Challenges:
[1] Quote the CRSP notebook between "We know we only" and "and readable way.", inclusive.
[2] In the CRSP notebook, which `SHRCD` values are kept when the firms are filtered?
[3] Carry on the CRSP notebook from its last sentence.

# CRSP

- Load CRSP data
- Tickle the data
- Create variables
    + ME
    + Prior

In [None]:
library(data.table)    # read csv much faster than standard function
library(dplyr)         # infinitely nicer grouping operations
library(ggplot2)       # sexy plots

## Load Data

In [None]:
crsp.path = 'C:/Data/CRSP/20171123_CRSP_196001_201612.csv'
# colClasses='character' because fread is upset that our columns
#   contain multiple variable types
# CRSP uses 'C' and 'Z' and some other characters to mean stuff
#   whatever they mean, fread is upset
# fread rather smugly reports how quickly it has read our file
#   if we do not set showProgress=FALSE
crsp = fread(crsp.path, colClasses='character', showProgress=FALSE)

Let's see what we have.

In [None]:
colnames(crsp)

There should be no duplicate `PERMNO`-`date` pairs.

In [None]:
pairs = duplicated(crsp[,c("PERMNO", "date")])
sum(pairs)

In [None]:
if (sum(pairs)>0){
    crsp = crsp[!duplicated(crsp[,c("PERMNO", "date")]),]
}

We know we only want firms with a `SHRCD` of 10 or 11 and an
`EXCHCD` of 1, 2, or 3.

In [None]:
crsp = crsp[crsp$SHRCD=="10" | crsp$SHRCD=="11", ]
crsp = crsp[crsp$EXCHCD=="1"| crsp$EXCHCD=="2" | crsp$EXCHCD=="3",]

For now, we are not bothered about the `TICKER`, `COMNAM`, `CUSIP`, `DLSTCD`, `SPREAD`, or `vwretd`.
We will borrow the value-weighted return from Dr. Ken French.

In [None]:
# The funny '%>%' operator belongs to dplyr. It has all sorts of
#   magical properties but basically, we can perform grouping and
#   operations on groups in a sane and readable way.
#   Unfortunately, dplyr is so magic it begins to get in the way of
#   automating some of the more interesting procedures.
crsp = crsp %>%
    select(-c(SHRCD, TICKER, COMNAM, CUSIP, DLSTCD, SPREAD, vwretd))

### How many firms do we have?

There are roughly 24K unique `PERMNO` codes.
But by 2016 there are less than 4K firms.
We should be mindful of firms dying.
We also see two important dates regarding the exchanges used in
the data.

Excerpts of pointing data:

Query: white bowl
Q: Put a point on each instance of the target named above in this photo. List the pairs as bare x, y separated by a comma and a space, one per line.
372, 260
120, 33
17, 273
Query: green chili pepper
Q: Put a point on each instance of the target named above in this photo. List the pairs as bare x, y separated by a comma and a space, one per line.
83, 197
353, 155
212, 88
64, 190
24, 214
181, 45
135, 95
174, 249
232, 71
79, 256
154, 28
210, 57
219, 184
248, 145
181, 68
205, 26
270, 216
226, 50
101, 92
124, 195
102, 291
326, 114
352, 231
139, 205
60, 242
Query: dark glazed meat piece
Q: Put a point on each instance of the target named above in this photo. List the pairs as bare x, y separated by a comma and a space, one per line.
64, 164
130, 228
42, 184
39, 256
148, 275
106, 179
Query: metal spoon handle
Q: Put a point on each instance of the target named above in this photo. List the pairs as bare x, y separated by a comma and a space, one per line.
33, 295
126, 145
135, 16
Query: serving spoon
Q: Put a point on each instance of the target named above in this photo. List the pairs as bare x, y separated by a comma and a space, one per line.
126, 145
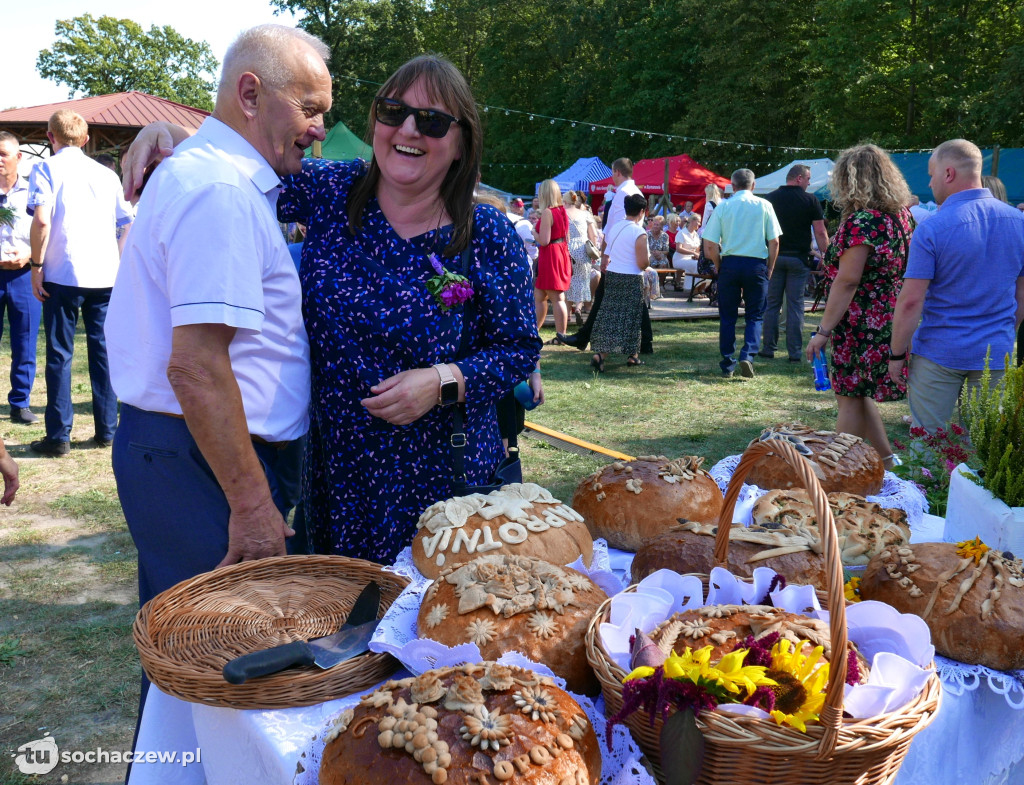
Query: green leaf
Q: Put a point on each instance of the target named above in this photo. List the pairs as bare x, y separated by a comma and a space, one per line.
682, 747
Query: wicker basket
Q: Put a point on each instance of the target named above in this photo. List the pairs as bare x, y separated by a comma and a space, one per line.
186, 634
744, 749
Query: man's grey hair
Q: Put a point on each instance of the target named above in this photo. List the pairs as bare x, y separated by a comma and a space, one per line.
258, 50
798, 170
742, 179
960, 154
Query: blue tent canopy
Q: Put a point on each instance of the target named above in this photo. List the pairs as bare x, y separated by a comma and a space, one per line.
1011, 171
581, 175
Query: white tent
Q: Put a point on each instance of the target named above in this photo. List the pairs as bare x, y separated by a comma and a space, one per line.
820, 172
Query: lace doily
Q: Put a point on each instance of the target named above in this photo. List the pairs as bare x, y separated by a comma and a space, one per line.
958, 678
620, 766
895, 492
396, 634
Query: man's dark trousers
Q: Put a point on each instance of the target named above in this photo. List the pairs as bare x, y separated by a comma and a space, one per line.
60, 312
788, 278
24, 311
740, 278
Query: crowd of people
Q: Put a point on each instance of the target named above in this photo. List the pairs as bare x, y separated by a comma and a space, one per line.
380, 357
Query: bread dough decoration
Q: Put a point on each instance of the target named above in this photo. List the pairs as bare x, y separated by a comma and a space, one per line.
630, 503
864, 528
509, 725
689, 547
841, 462
521, 518
971, 597
726, 626
502, 603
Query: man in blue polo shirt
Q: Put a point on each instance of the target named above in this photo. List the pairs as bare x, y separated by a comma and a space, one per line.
741, 238
964, 282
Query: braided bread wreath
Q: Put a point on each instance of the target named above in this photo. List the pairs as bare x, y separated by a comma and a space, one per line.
464, 726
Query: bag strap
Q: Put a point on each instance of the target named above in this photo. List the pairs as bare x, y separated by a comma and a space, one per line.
459, 415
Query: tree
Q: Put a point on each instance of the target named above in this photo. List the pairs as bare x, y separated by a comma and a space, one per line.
94, 56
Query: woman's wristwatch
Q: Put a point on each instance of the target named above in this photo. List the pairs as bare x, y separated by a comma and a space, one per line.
449, 393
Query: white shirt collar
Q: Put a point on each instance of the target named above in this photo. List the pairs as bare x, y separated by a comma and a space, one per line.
243, 154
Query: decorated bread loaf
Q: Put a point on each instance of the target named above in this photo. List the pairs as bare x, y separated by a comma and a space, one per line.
844, 462
864, 528
630, 503
515, 603
464, 726
522, 519
726, 627
971, 598
689, 547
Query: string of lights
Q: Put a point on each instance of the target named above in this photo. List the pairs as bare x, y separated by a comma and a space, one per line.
633, 132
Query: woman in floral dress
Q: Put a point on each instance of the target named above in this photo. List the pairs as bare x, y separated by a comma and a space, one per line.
864, 267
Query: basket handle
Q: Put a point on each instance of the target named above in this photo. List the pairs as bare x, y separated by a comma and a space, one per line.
832, 712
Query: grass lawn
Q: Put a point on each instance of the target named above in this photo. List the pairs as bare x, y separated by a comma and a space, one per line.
68, 596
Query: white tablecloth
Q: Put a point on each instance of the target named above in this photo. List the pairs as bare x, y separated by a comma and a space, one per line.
977, 738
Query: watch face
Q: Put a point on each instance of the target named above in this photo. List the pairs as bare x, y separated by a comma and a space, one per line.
450, 393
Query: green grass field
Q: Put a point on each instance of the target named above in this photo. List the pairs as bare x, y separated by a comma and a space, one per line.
68, 597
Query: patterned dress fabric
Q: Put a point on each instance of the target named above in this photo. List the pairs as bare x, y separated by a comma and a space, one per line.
860, 341
554, 269
370, 316
616, 328
579, 291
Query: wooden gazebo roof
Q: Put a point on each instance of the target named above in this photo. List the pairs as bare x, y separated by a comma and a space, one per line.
114, 120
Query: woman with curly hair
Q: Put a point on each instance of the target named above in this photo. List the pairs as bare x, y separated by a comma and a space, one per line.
864, 267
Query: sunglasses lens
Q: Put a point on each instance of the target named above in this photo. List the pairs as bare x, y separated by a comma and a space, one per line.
390, 113
432, 124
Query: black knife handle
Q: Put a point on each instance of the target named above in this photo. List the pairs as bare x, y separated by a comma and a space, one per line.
240, 669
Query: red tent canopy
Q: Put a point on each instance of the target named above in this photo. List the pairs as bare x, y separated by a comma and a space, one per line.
687, 179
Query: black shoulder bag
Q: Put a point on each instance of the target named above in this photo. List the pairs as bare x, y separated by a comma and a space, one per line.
509, 470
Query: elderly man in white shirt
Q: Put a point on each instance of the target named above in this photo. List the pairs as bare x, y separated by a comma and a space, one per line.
208, 351
77, 208
16, 300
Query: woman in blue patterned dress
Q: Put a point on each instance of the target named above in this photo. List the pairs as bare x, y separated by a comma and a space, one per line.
379, 447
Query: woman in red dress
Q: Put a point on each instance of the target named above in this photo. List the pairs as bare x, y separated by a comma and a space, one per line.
554, 268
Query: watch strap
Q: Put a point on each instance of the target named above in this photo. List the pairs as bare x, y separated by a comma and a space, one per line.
448, 379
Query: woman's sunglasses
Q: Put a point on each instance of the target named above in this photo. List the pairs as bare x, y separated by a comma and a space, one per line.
392, 112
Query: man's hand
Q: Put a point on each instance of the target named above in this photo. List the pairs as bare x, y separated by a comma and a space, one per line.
404, 397
155, 142
9, 471
896, 372
37, 285
14, 261
256, 533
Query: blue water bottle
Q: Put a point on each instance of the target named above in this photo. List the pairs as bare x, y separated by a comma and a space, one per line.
820, 365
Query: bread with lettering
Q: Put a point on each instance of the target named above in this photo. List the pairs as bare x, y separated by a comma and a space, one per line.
504, 603
864, 528
971, 598
689, 547
842, 462
522, 519
631, 503
469, 725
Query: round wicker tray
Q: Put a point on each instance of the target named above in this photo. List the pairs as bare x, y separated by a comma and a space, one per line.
186, 634
744, 749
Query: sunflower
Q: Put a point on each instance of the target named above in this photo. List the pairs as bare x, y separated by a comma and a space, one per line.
801, 682
972, 549
852, 590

Answers by task:
[1]
We know we only want firms with a `SHRCD` of 10 or 11 and an
`EXCHCD` of 1, 2, or 3.

In [None]:
crsp = crsp[crsp$SHRCD=="10" | crsp$SHRCD=="11", ]
crsp = crsp[crsp$EXCHCD=="1"| crsp$EXCHCD=="2" | crsp$EXCHCD=="3",]

For now, we are not bothered about the `TICKER`, `COMNAM`, `CUSIP`, `DLSTCD`, `SPREAD`, or `vwretd`.
We will borrow the value-weighted return from Dr. Ken French.

In [None]:
# The funny '%>%' operator belongs to dplyr. It has all sorts of
#   magical properties but basically, we can perform grouping and
#   operations on groups in a sane and readable way.

[2] 10 and 11

[3]
In 1962 we see tha addition of AMEX stocks and in 1973 we see the
addition of NASDAQ stocks.
It is also important to note that NASDAQ stocks are the most common.

In [None]:
length(unique(crsp$PERMNO))

In [None]:
options(repr.plot.width=8, repr.plot.height=3)

dt = crsp %>% group_by(date) %>% summarise(N=n())
dt$date = as.Date(dt$date, format='%Y%m%d')
p = ggplot(dt, aes(x=date, y=N)) + geom_line()
p = p + scale_x_date(date_breaks="5 year", date_labels="%Y%m")
p  # + theme(axis.text.x=element_text(angle=90, vjust=0.5))

On average, there are 4.5K firms each month.
This has implications for when we make buckets.
Fine sorts would be great but we see already there are some
problems with extremely fine sorts.
For example, if we want to make 10x10 sorts,
we will be left with, on average, 45 firms in each bucket.

In [None]:
round(mean(dt$N),0)

In [None]:
dt %>% arrange(-N) %>% head

In [None]:
dt = crsp %>% group_by(date, EXCHCD) %>% summarise(N=n())
dt$date = as.Date(dt$date, format='%Y%m%d')
p = ggplot(dt, aes(x=date, y=N, color=EXCHCD)) + geom_line()
p = p + scale_x_date(date_breaks="5 year", date_labels="%Y%m")
p  # + theme(axis.text.x=element_text(angle=90, vjust=0.5))

All our columns are characters because we told `fread` to do this
to prevent it whining.
We can change them into numeric values and remove the annoying
letters at the same time (creating the ugly
`Warning` messages).
`SHROUT` is divided by 1,000.

In [None]:
str(crsp)

In [None]:
crsp$PRC = as.numeric(crsp$PRC)
crsp$RET = as.numeric(crsp$RET)
crsp$DLRET = as.numeric(crsp$DLRET)
crsp$SHROUT = as.numeric(crsp$SHROUT) / 1000

Some of our columns only contain numbers but they are descrete
values.

- `EXCHCD` is only 1, 2 or 3
- `SICCD` is only from 1000 to 9000 or something
- `PERMNO` is unique to each firm

So we will leave these values as characters.

We need to grab the year and month and from the date.

In [None]:
# Rather annoyingly, this method seems to take unnecessarily long
# crsp$date = as.Date(crsp$date, "%Y%m%d")
# crsp$Year = as.numeric(format(crsp$date, "%Y"))
# crsp$Month = as.numeric(format(crsp$date, "%m"))

# This is faster, I guess 'format' and 'as.Date' take a while
crsp$Year = as.numeric(substr(crsp$date, 1, 4))
crsp$Month = as.numeric(substr(crsp$date, 5, 6))

We want to adjust our returns for any **delisting returns**.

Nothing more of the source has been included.